▸ FRAGMENTO SELECCIONADO
--- --- ---

El problema es que este enclave constituye la principal fuente de ingresos del lugar, de modo que sus habitantes se oponen a ello. Pese a que la negativa obedece a criterios netamente económicos, para no ser tachados de simples mercantilistas los miembros de la comunidad erigen un discurso en pos de los valores de la democracia y de "la sólida mayoría liberal", acusando al protagonista de ser contrario a ellos por pertenecer a la clase alta, fuente de la auténtica corrupción.
El doctor Stockmann denuncia entonces esta hipocresía con más fuerza aún que con la que denunciara antes la contaminación de las aguas: "Espero que ustedes me concederán que los estúpidos están en todas partes, formando una mayoría aplastante. Y creo que eso no es motivo suficiente para que manden los estúpidos sobre los demás. Oíd: la mayoría tiene la fuerza, pero no la razón. Tenemos la razón yo y algunos otros. La minoría siempre tiene razón".

--- --- ---

▸ EXTRACTOS DEL MATERIAL
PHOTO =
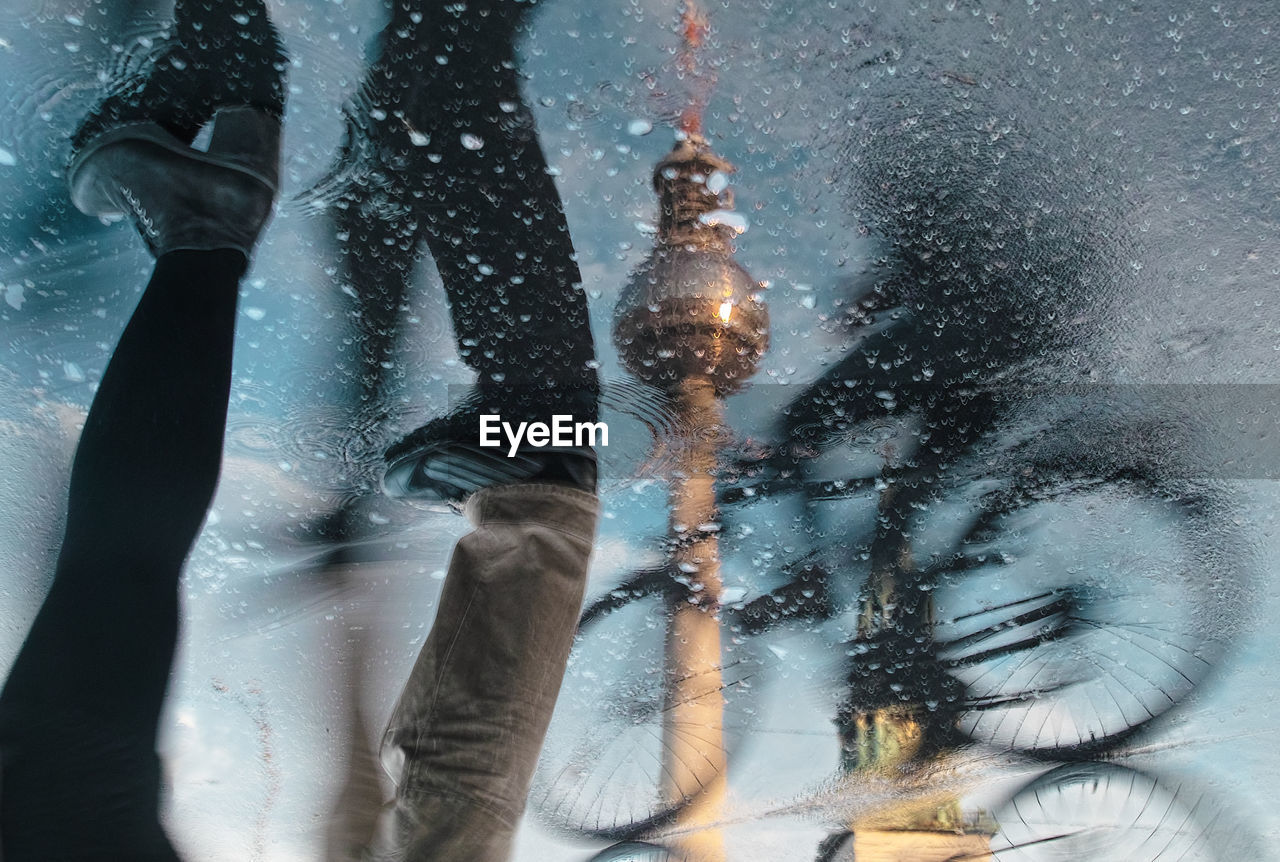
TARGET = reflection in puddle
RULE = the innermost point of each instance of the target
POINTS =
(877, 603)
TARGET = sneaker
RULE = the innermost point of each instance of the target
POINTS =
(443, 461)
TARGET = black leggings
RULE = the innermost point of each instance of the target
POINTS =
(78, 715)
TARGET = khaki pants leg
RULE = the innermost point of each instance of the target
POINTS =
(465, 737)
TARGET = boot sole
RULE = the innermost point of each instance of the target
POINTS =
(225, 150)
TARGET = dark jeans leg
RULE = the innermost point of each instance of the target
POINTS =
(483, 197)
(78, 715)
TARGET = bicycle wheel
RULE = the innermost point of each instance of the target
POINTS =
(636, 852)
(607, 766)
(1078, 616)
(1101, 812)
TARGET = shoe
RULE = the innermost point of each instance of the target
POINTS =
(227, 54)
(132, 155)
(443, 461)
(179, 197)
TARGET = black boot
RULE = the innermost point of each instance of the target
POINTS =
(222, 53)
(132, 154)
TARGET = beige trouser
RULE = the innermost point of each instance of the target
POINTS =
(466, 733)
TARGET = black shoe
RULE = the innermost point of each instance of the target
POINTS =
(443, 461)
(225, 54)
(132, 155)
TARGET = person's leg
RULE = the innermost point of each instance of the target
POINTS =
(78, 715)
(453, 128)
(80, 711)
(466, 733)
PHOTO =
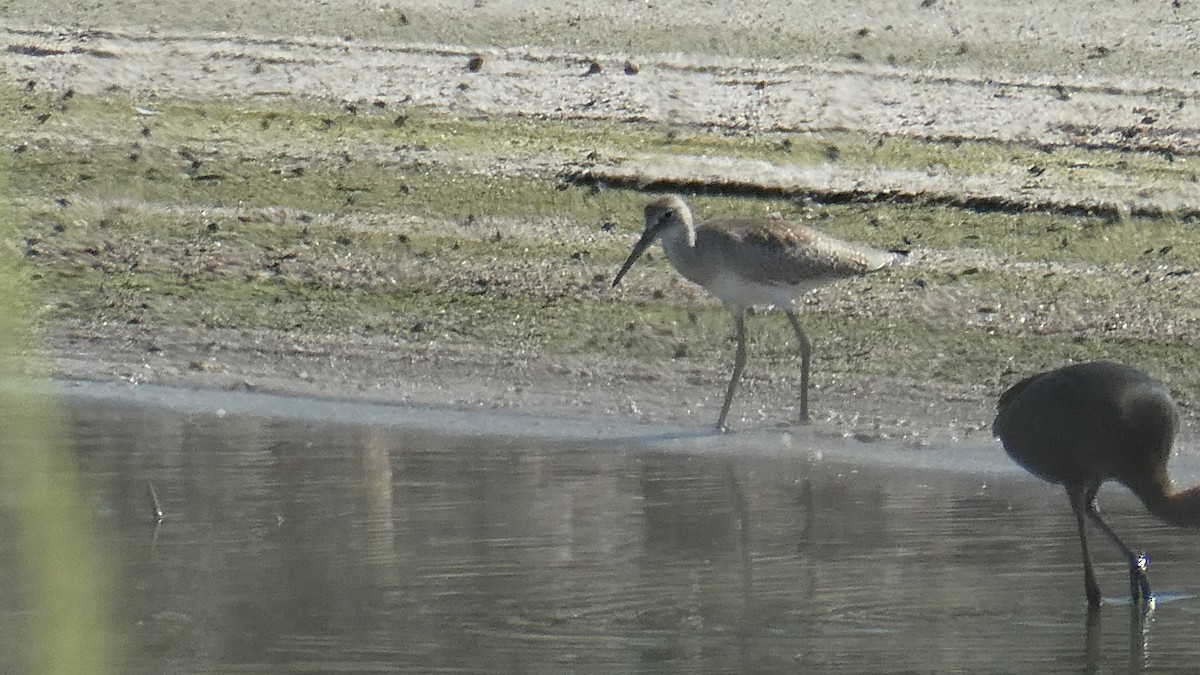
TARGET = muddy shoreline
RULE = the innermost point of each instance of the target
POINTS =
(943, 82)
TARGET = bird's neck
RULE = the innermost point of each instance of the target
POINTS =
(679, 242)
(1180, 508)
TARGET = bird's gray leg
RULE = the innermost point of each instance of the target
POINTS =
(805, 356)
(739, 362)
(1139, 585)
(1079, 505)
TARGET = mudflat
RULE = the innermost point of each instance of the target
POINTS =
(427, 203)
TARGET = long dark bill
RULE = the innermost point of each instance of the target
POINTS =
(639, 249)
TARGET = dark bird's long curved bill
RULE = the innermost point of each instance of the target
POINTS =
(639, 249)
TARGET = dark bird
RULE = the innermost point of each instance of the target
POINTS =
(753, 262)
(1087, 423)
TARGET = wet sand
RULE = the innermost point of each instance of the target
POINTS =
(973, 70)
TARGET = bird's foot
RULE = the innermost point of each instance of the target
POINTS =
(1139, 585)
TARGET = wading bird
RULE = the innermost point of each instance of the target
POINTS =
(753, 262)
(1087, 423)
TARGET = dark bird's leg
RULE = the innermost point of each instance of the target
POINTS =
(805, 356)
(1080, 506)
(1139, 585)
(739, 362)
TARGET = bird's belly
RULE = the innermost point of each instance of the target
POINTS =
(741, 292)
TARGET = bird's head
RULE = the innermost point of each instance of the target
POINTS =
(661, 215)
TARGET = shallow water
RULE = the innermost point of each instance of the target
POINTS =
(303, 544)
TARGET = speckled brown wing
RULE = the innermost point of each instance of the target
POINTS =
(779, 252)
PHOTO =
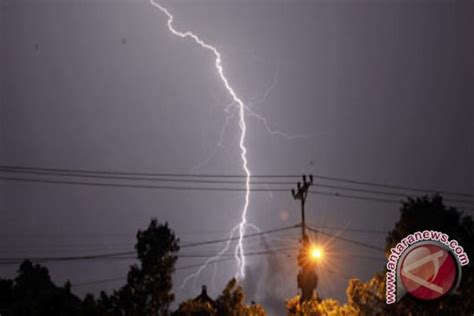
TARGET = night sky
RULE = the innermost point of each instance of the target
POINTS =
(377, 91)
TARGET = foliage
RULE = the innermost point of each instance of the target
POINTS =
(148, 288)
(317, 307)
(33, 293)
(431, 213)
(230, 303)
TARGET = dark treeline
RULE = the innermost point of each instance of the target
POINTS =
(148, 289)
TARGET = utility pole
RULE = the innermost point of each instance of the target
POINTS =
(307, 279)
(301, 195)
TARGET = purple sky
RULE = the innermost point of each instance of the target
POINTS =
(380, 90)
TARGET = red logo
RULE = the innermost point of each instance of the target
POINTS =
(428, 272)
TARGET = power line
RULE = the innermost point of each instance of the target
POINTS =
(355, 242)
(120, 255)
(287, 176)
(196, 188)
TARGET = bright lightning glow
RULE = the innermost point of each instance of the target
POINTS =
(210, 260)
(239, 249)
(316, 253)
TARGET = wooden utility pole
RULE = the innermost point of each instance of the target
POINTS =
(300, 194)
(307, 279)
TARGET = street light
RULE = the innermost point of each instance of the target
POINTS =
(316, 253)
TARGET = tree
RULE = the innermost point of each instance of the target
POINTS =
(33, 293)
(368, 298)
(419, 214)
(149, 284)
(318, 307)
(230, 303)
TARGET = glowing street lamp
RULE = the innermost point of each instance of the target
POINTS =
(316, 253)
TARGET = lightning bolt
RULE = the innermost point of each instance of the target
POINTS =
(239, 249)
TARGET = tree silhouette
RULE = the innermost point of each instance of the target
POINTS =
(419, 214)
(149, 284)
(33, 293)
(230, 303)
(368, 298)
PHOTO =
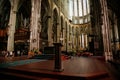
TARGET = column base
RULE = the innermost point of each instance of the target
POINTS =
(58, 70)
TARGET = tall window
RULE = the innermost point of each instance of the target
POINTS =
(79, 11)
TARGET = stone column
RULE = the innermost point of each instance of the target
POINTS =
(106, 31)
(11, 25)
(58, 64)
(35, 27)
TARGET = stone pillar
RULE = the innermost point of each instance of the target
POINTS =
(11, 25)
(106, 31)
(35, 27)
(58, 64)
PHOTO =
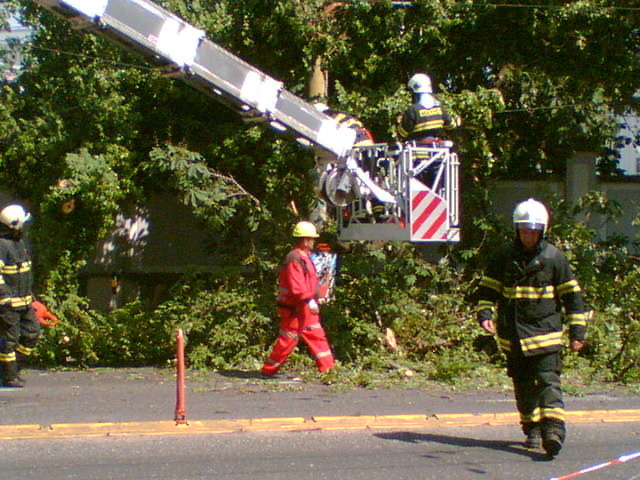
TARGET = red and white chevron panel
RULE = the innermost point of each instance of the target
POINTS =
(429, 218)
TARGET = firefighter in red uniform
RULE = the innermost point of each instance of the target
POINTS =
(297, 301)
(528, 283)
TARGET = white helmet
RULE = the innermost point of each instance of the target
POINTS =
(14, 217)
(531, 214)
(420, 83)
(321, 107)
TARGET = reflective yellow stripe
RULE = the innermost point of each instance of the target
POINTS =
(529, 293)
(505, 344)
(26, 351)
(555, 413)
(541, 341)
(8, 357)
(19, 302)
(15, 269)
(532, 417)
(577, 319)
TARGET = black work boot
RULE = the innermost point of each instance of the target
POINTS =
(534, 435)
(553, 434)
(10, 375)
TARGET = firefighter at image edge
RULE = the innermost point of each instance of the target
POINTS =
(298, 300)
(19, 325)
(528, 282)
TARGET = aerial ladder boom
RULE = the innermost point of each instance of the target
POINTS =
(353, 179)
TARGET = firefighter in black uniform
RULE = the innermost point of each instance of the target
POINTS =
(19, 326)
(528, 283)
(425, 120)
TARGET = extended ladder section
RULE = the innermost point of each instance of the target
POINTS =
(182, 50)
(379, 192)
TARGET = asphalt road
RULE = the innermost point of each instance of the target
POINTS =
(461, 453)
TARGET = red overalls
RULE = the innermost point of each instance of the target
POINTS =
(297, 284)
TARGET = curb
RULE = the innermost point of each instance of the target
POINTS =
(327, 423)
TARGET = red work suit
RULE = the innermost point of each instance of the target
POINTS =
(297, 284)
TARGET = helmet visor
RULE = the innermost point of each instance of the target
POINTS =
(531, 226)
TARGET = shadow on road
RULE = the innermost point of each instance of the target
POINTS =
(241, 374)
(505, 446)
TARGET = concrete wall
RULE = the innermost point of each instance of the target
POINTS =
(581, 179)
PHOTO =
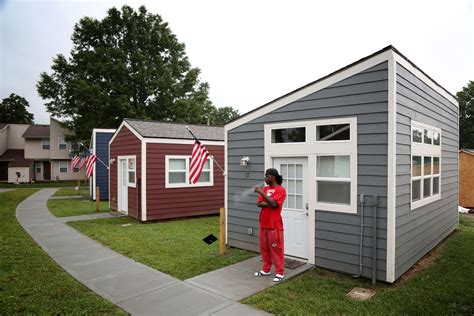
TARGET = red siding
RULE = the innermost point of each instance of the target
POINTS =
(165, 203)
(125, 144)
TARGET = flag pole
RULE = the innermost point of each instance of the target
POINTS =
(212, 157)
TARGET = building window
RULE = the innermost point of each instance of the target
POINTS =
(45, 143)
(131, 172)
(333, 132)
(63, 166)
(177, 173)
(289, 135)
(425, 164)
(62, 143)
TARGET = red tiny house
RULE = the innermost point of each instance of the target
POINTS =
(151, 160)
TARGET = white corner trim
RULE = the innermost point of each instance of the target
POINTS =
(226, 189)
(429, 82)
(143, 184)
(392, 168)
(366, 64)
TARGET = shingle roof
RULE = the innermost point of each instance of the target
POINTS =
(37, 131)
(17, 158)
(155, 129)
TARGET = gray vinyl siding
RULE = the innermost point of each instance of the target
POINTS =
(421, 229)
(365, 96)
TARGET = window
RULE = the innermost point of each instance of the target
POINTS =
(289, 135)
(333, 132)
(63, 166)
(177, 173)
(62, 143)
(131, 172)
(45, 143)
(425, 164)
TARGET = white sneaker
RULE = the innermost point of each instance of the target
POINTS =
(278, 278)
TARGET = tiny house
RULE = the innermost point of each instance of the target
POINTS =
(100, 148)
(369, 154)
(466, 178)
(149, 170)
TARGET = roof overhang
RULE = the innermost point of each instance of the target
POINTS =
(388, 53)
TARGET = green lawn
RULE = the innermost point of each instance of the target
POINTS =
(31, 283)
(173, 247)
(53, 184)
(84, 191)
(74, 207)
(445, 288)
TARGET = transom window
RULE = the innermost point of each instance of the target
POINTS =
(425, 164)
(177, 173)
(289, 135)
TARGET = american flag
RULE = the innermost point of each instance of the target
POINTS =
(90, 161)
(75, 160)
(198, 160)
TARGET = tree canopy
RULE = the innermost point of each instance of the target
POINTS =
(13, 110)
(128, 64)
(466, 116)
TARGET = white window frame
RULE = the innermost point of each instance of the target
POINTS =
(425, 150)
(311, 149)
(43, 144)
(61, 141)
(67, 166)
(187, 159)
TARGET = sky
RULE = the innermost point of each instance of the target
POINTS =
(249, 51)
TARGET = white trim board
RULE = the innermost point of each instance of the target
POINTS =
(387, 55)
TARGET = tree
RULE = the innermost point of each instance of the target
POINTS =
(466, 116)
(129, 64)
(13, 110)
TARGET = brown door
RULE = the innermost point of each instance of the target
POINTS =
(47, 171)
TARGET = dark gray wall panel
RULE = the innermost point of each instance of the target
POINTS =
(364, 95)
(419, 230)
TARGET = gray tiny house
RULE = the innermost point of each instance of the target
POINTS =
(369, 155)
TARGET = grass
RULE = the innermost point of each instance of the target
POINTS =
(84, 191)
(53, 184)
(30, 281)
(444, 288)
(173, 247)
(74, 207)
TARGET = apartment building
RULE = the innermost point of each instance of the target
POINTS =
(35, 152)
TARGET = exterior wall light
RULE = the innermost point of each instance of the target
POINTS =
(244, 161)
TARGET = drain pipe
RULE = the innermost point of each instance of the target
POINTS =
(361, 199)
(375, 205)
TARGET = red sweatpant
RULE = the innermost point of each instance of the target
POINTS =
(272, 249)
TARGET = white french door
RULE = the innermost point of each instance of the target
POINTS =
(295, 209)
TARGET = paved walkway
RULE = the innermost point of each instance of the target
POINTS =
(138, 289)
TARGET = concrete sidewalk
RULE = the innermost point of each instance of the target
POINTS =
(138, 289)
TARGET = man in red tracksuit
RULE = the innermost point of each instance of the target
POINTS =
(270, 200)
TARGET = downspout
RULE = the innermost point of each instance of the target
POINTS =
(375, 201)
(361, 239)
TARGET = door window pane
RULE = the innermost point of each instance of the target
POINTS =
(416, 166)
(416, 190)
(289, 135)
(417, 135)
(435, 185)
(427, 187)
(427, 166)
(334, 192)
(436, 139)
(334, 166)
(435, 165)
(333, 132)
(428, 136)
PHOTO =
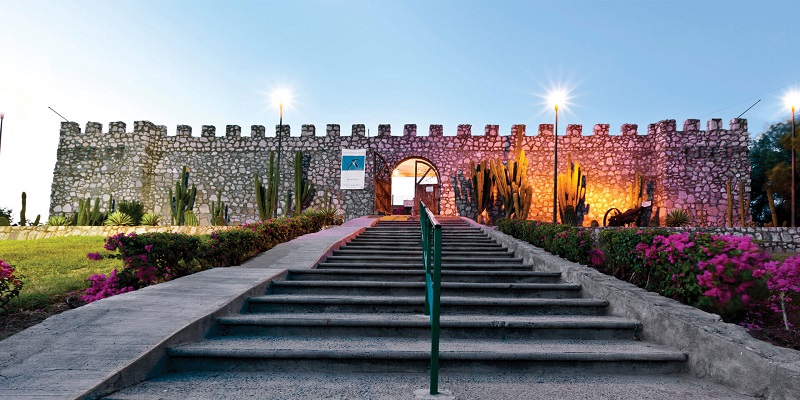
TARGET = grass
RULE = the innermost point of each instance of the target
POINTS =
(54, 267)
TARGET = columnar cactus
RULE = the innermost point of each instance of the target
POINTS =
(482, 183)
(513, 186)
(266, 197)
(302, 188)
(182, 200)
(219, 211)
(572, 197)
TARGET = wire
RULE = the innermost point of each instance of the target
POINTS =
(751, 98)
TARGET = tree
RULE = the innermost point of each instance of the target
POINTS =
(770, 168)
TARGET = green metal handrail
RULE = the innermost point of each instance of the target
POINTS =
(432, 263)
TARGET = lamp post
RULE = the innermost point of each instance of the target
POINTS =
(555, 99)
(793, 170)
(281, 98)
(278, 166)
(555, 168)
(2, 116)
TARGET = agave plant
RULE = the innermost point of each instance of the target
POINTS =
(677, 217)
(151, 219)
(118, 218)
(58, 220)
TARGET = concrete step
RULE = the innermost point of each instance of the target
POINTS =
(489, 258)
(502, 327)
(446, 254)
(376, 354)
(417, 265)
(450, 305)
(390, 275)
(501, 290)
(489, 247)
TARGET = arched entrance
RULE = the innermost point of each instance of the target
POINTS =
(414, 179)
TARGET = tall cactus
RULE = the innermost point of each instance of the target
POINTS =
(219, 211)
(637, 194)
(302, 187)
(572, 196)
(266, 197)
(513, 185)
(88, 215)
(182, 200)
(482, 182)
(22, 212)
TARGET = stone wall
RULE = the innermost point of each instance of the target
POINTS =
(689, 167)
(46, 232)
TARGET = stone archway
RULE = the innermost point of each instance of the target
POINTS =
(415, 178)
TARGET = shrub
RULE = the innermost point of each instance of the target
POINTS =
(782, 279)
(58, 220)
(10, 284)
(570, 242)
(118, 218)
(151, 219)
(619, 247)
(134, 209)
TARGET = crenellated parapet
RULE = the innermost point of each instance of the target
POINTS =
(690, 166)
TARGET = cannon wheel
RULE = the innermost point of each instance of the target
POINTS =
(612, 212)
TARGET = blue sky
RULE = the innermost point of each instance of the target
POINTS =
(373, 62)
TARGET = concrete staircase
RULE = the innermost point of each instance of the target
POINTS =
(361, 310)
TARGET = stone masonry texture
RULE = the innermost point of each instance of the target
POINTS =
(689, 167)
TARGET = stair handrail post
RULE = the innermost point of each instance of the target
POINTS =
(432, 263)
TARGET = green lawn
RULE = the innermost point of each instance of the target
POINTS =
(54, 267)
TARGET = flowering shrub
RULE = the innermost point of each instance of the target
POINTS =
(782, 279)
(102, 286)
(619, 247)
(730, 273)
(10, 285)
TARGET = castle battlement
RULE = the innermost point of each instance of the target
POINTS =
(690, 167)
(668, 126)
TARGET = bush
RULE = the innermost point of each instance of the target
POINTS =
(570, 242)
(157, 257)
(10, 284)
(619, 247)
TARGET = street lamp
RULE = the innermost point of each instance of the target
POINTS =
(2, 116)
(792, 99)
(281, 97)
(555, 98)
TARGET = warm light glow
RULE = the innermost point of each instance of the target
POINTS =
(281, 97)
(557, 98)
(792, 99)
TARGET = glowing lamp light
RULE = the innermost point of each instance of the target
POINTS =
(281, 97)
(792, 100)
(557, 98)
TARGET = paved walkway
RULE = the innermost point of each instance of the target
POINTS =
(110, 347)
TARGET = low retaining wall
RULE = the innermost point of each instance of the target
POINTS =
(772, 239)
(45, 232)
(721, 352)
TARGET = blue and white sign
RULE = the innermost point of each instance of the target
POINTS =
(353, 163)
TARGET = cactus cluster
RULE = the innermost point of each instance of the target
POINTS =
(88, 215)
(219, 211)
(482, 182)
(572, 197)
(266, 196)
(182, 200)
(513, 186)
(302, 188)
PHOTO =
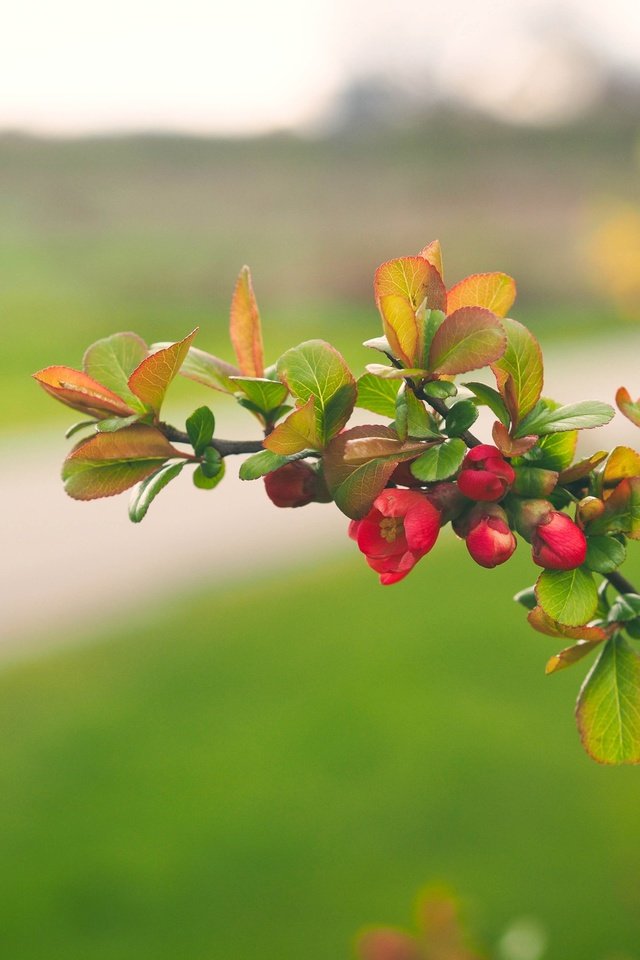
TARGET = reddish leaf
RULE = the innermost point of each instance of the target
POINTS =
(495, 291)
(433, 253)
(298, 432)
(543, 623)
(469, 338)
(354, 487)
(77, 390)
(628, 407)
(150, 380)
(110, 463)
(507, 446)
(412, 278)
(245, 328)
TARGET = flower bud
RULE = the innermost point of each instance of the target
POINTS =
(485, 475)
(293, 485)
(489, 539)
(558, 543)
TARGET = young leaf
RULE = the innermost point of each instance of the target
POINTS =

--- --- ---

▸ DESCRIPCIÓN DE LA TAREA
Reproduce sin cambios la parte del fragmento sobre el doctor Stockmann que abre con las palabras que contienen "El problema es" y cierra con "la auténtica corrupción.".

▸ RESPUESTA DEL EJERCICIO
El problema es que este enclave constituye la principal fuente de ingresos del lugar, de modo que sus habitantes se oponen a ello. Pese a que la negativa obedece a criterios netamente económicos, para no ser tachados de simples mercantilistas los miembros de la comunidad erigen un discurso en pos de los valores de la democracia y de "la sólida mayoría liberal", acusando al protagonista de ser contrario a ellos por pertenecer a la clase alta, fuente de la auténtica corrupción.